WHAT YOU SHOULD DO: Only those lines running from the line that contains "Target: jeans" through the end of the material are to be written out, each exactly as shown.

╭─ DATASET RECORDS

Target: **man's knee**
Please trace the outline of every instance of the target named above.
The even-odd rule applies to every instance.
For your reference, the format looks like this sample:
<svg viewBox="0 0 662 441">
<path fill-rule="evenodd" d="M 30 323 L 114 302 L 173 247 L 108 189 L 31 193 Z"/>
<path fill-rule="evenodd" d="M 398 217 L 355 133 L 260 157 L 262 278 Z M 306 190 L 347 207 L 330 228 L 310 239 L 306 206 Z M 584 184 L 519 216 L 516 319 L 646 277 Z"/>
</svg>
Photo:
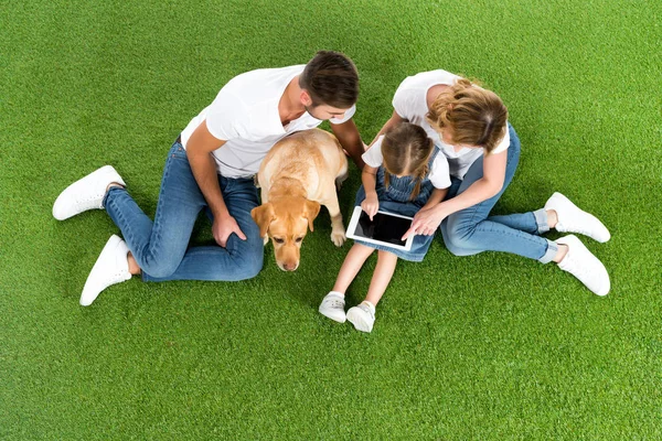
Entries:
<svg viewBox="0 0 662 441">
<path fill-rule="evenodd" d="M 179 268 L 180 263 L 181 260 L 175 261 L 173 259 L 151 260 L 141 265 L 140 269 L 150 277 L 156 279 L 164 279 L 172 276 Z"/>
<path fill-rule="evenodd" d="M 261 237 L 248 236 L 243 241 L 237 254 L 238 280 L 253 279 L 261 271 L 265 259 L 264 241 Z"/>
</svg>

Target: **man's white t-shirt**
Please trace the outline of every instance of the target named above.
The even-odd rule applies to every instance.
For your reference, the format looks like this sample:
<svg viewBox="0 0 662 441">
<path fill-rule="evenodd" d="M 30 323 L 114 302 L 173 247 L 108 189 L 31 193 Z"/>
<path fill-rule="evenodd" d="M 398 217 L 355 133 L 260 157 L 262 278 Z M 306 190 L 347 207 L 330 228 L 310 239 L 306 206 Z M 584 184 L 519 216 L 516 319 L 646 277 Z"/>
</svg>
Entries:
<svg viewBox="0 0 662 441">
<path fill-rule="evenodd" d="M 376 169 L 384 163 L 384 155 L 382 154 L 383 140 L 384 136 L 382 135 L 371 146 L 371 148 L 367 149 L 365 153 L 361 155 L 361 158 L 367 165 Z M 435 157 L 435 160 L 433 161 L 433 166 L 430 166 L 430 170 L 428 172 L 428 179 L 436 189 L 448 189 L 450 186 L 448 161 L 446 161 L 446 157 L 444 154 L 437 154 Z"/>
<path fill-rule="evenodd" d="M 414 76 L 408 76 L 401 83 L 395 92 L 395 96 L 393 97 L 393 108 L 401 117 L 408 119 L 412 123 L 423 127 L 428 133 L 428 137 L 435 141 L 435 144 L 448 159 L 450 174 L 458 179 L 463 179 L 473 161 L 483 154 L 483 149 L 466 147 L 456 152 L 452 146 L 442 141 L 441 136 L 433 129 L 426 119 L 426 115 L 429 111 L 427 107 L 428 90 L 438 84 L 452 86 L 461 77 L 455 74 L 441 69 L 423 72 Z M 510 135 L 506 130 L 505 136 L 499 146 L 492 150 L 492 154 L 508 150 L 509 146 Z"/>
<path fill-rule="evenodd" d="M 280 122 L 278 103 L 289 82 L 300 75 L 305 64 L 281 68 L 246 72 L 232 78 L 214 101 L 189 122 L 182 131 L 184 149 L 193 131 L 206 119 L 206 126 L 215 138 L 227 141 L 212 154 L 218 173 L 225 178 L 248 178 L 259 170 L 261 160 L 276 142 L 296 131 L 318 127 L 322 120 L 303 112 L 286 127 Z M 352 118 L 352 106 L 342 123 Z"/>
</svg>

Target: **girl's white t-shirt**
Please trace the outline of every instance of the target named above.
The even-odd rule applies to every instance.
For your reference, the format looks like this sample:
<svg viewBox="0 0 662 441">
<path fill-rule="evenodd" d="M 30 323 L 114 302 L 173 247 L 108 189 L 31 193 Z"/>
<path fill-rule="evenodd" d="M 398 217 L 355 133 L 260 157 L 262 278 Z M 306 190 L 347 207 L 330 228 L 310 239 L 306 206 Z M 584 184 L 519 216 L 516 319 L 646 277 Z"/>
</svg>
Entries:
<svg viewBox="0 0 662 441">
<path fill-rule="evenodd" d="M 433 129 L 426 119 L 429 109 L 427 107 L 427 93 L 430 87 L 438 84 L 452 86 L 460 79 L 460 76 L 446 71 L 430 71 L 420 74 L 408 76 L 401 83 L 393 97 L 393 108 L 403 118 L 409 122 L 420 126 L 425 129 L 435 144 L 441 150 L 448 159 L 450 174 L 458 179 L 463 179 L 467 171 L 478 158 L 483 154 L 483 149 L 465 147 L 460 151 L 455 151 L 455 148 L 441 140 L 441 136 Z M 510 135 L 508 130 L 501 142 L 492 151 L 501 153 L 508 150 L 510 146 Z"/>
<path fill-rule="evenodd" d="M 189 122 L 182 131 L 184 149 L 193 131 L 206 120 L 207 129 L 215 138 L 227 141 L 212 152 L 218 173 L 225 178 L 247 178 L 256 174 L 263 159 L 271 147 L 296 131 L 313 129 L 321 119 L 303 112 L 286 127 L 280 122 L 278 103 L 289 82 L 300 75 L 305 64 L 280 68 L 246 72 L 232 78 L 214 101 Z M 342 119 L 332 118 L 331 123 L 342 123 L 352 118 L 352 106 Z"/>
<path fill-rule="evenodd" d="M 367 165 L 376 169 L 384 163 L 384 157 L 382 155 L 383 140 L 384 136 L 382 135 L 371 146 L 371 148 L 367 149 L 365 153 L 361 155 L 361 158 Z M 436 189 L 448 189 L 450 186 L 448 162 L 446 161 L 446 157 L 444 154 L 437 154 L 437 157 L 435 157 L 435 160 L 433 161 L 433 166 L 428 172 L 428 179 Z"/>
</svg>

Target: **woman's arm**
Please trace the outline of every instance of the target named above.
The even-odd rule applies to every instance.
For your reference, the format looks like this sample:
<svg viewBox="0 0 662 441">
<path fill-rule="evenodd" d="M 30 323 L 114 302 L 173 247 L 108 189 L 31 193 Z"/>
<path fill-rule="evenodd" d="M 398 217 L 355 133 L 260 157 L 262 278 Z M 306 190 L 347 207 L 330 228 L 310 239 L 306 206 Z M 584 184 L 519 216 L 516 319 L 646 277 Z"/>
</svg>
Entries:
<svg viewBox="0 0 662 441">
<path fill-rule="evenodd" d="M 363 182 L 363 190 L 365 190 L 365 200 L 361 203 L 361 208 L 372 220 L 373 216 L 377 214 L 377 209 L 380 209 L 380 201 L 375 190 L 377 186 L 377 169 L 365 164 L 361 173 L 361 182 Z"/>
<path fill-rule="evenodd" d="M 468 208 L 483 201 L 494 197 L 503 187 L 505 179 L 505 164 L 508 150 L 496 154 L 487 154 L 483 158 L 483 176 L 465 190 L 462 194 L 445 201 L 429 209 L 421 209 L 414 217 L 412 227 L 403 240 L 412 234 L 436 230 L 441 222 L 452 213 Z"/>
</svg>

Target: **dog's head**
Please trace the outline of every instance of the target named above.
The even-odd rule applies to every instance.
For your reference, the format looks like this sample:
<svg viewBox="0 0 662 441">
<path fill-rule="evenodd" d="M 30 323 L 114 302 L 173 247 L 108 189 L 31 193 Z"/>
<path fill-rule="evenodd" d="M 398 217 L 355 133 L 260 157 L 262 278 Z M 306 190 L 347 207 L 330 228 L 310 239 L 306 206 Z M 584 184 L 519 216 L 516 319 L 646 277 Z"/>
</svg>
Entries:
<svg viewBox="0 0 662 441">
<path fill-rule="evenodd" d="M 250 211 L 259 235 L 274 244 L 276 262 L 284 271 L 299 267 L 300 248 L 308 228 L 320 213 L 320 204 L 305 197 L 282 197 Z"/>
</svg>

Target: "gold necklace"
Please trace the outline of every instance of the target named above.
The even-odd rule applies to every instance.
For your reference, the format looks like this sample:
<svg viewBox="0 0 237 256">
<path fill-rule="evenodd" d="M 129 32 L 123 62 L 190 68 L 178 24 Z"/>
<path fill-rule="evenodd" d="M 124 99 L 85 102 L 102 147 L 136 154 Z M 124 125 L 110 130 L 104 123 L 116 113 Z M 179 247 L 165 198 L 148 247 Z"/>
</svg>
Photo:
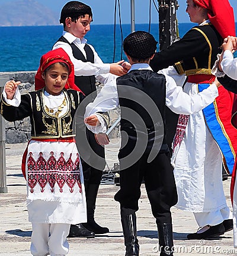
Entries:
<svg viewBox="0 0 237 256">
<path fill-rule="evenodd" d="M 57 117 L 57 116 L 59 116 L 59 115 L 62 112 L 63 108 L 65 106 L 66 106 L 66 97 L 64 97 L 63 103 L 60 105 L 57 106 L 55 107 L 55 108 L 49 108 L 46 105 L 45 106 L 45 108 L 46 109 L 46 111 L 48 113 L 50 113 L 51 114 L 53 114 L 55 112 L 55 109 L 57 109 L 57 111 L 56 111 L 55 113 L 55 114 L 54 114 Z"/>
</svg>

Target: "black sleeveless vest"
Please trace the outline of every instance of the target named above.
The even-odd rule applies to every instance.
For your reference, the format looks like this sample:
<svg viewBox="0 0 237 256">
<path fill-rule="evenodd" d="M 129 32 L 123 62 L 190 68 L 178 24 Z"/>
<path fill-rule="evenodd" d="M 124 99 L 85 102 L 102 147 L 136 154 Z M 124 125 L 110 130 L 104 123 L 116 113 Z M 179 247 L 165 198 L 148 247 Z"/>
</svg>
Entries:
<svg viewBox="0 0 237 256">
<path fill-rule="evenodd" d="M 72 49 L 72 54 L 76 59 L 79 59 L 84 62 L 89 61 L 94 63 L 94 53 L 91 48 L 86 44 L 84 47 L 87 53 L 87 59 L 81 51 L 74 45 L 73 43 L 70 43 L 63 36 L 60 37 L 57 42 L 63 42 L 68 43 Z M 85 94 L 86 96 L 93 91 L 96 91 L 95 77 L 94 75 L 75 75 L 75 83 Z"/>
<path fill-rule="evenodd" d="M 116 81 L 121 107 L 120 129 L 128 135 L 129 143 L 130 140 L 131 144 L 133 144 L 132 140 L 136 140 L 139 132 L 144 132 L 142 121 L 140 122 L 142 120 L 148 135 L 147 148 L 153 144 L 155 130 L 157 131 L 163 125 L 164 137 L 160 152 L 168 152 L 169 150 L 165 139 L 165 76 L 150 70 L 133 70 L 126 75 L 118 77 Z M 132 110 L 130 113 L 127 112 L 127 109 L 129 111 Z M 158 112 L 161 113 L 160 116 L 157 115 Z M 140 118 L 135 116 L 136 113 L 140 118 Z"/>
</svg>

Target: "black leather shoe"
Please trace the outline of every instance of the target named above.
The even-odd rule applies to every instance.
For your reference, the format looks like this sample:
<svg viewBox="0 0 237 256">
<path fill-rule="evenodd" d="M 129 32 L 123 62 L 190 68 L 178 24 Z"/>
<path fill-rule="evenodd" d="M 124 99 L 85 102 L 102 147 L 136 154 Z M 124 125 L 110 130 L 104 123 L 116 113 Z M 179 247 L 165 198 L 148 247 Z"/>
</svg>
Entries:
<svg viewBox="0 0 237 256">
<path fill-rule="evenodd" d="M 68 238 L 94 238 L 95 233 L 87 229 L 82 224 L 71 225 Z"/>
<path fill-rule="evenodd" d="M 225 227 L 223 223 L 212 226 L 209 229 L 203 233 L 193 233 L 187 236 L 188 239 L 205 239 L 207 238 L 216 238 L 225 233 Z"/>
<path fill-rule="evenodd" d="M 228 232 L 233 229 L 233 220 L 232 219 L 225 220 L 222 223 L 224 225 L 225 232 Z"/>
<path fill-rule="evenodd" d="M 89 230 L 92 231 L 95 234 L 105 234 L 108 233 L 110 230 L 108 227 L 100 226 L 95 220 L 88 222 L 87 223 L 83 223 L 83 226 Z"/>
</svg>

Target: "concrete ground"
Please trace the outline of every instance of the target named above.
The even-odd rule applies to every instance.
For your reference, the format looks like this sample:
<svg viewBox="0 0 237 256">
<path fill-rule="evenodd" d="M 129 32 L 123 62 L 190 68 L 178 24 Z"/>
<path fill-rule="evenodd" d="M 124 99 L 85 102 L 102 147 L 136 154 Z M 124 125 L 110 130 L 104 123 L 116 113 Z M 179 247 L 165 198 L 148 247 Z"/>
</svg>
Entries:
<svg viewBox="0 0 237 256">
<path fill-rule="evenodd" d="M 117 142 L 107 148 L 107 162 L 111 169 L 117 163 Z M 21 160 L 25 144 L 7 144 L 7 174 L 8 193 L 0 194 L 0 255 L 30 255 L 31 223 L 28 221 L 25 206 L 25 182 L 21 170 Z M 228 206 L 230 179 L 223 182 Z M 119 187 L 114 184 L 100 186 L 95 211 L 98 223 L 110 229 L 110 233 L 95 238 L 69 238 L 69 256 L 122 256 L 124 254 L 123 233 L 120 221 L 118 203 L 113 198 Z M 137 211 L 137 235 L 141 256 L 158 255 L 155 221 L 151 214 L 144 186 Z M 232 209 L 232 208 L 231 208 Z M 198 227 L 193 214 L 173 207 L 173 229 L 175 255 L 235 255 L 233 233 L 230 231 L 218 239 L 188 241 L 186 236 L 195 232 Z"/>
</svg>

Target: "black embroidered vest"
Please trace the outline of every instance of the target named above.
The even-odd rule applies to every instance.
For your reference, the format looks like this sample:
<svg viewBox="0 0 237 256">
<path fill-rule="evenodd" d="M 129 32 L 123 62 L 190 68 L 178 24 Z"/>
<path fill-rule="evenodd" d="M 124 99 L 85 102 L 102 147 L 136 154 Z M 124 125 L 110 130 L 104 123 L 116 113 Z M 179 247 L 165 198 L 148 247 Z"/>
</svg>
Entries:
<svg viewBox="0 0 237 256">
<path fill-rule="evenodd" d="M 127 133 L 129 141 L 136 140 L 139 132 L 146 132 L 149 148 L 154 141 L 155 131 L 160 129 L 164 132 L 160 151 L 168 151 L 165 140 L 166 80 L 164 75 L 150 70 L 133 70 L 117 78 L 116 81 L 121 107 L 121 132 Z M 158 115 L 159 112 L 161 115 Z"/>
<path fill-rule="evenodd" d="M 63 36 L 61 36 L 57 42 L 63 42 L 68 43 L 72 49 L 72 54 L 76 59 L 79 59 L 84 62 L 89 61 L 94 63 L 94 53 L 91 48 L 85 44 L 84 49 L 87 53 L 87 59 L 82 52 L 77 48 L 73 43 L 70 43 Z M 96 91 L 95 77 L 94 75 L 75 75 L 75 83 L 85 94 L 86 96 L 93 91 Z"/>
</svg>

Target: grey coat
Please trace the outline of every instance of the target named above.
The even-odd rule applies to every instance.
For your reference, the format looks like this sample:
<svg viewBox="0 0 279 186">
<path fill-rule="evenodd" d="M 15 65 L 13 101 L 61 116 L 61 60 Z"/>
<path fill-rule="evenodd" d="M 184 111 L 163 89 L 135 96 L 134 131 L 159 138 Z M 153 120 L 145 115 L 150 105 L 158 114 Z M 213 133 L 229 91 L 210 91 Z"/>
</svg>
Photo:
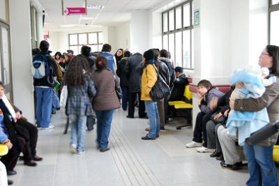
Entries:
<svg viewBox="0 0 279 186">
<path fill-rule="evenodd" d="M 266 86 L 266 91 L 261 98 L 236 100 L 235 111 L 258 111 L 266 108 L 271 123 L 279 120 L 279 78 L 276 77 L 276 82 Z M 263 146 L 273 146 L 276 143 L 278 134 L 273 135 L 268 139 L 257 145 Z"/>
<path fill-rule="evenodd" d="M 67 114 L 91 116 L 93 109 L 90 98 L 96 94 L 94 82 L 89 74 L 84 74 L 84 84 L 68 86 Z"/>
</svg>

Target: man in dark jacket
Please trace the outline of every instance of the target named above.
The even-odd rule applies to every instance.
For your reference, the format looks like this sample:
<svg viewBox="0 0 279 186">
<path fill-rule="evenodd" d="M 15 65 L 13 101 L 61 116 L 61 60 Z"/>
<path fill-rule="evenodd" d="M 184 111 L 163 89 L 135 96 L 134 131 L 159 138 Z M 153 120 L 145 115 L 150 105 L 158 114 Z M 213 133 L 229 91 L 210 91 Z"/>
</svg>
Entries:
<svg viewBox="0 0 279 186">
<path fill-rule="evenodd" d="M 137 68 L 142 61 L 142 55 L 138 52 L 127 59 L 127 73 L 129 80 L 128 108 L 127 118 L 134 118 L 135 102 L 137 95 L 139 101 L 139 118 L 145 118 L 144 102 L 140 100 L 142 74 L 137 72 Z"/>
<path fill-rule="evenodd" d="M 119 62 L 117 63 L 116 75 L 120 77 L 120 87 L 122 90 L 122 109 L 123 110 L 127 110 L 128 106 L 128 95 L 129 88 L 129 80 L 127 75 L 127 61 L 128 58 L 131 55 L 129 51 L 124 52 L 124 57 L 123 57 Z"/>
<path fill-rule="evenodd" d="M 50 44 L 46 40 L 40 43 L 40 54 L 47 58 L 47 63 L 50 67 L 50 75 L 41 79 L 33 78 L 36 96 L 36 116 L 38 127 L 42 129 L 51 129 L 50 114 L 52 111 L 52 86 L 54 78 L 57 74 L 57 67 L 55 60 L 48 54 Z"/>
</svg>

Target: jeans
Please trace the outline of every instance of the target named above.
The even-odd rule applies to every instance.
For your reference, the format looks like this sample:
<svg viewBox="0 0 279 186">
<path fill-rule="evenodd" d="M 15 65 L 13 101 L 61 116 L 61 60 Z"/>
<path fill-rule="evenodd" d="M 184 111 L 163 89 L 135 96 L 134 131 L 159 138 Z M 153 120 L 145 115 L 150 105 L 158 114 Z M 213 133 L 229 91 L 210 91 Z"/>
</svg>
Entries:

╰─

RESULT OF THIS EXERCISE:
Target: jeans
Please trace the outline of every instance of the target named above.
The even-odd rule applies to every instance.
For your reference, the format looks like this sample:
<svg viewBox="0 0 279 186">
<path fill-rule="evenodd" d="M 15 65 L 13 101 L 61 116 L 61 60 Z"/>
<path fill-rule="evenodd" d="M 184 111 L 163 89 L 135 96 L 134 131 L 159 138 Z M 153 120 L 145 115 L 150 105 L 158 114 Z M 213 133 L 229 91 L 210 91 Z"/>
</svg>
Entries:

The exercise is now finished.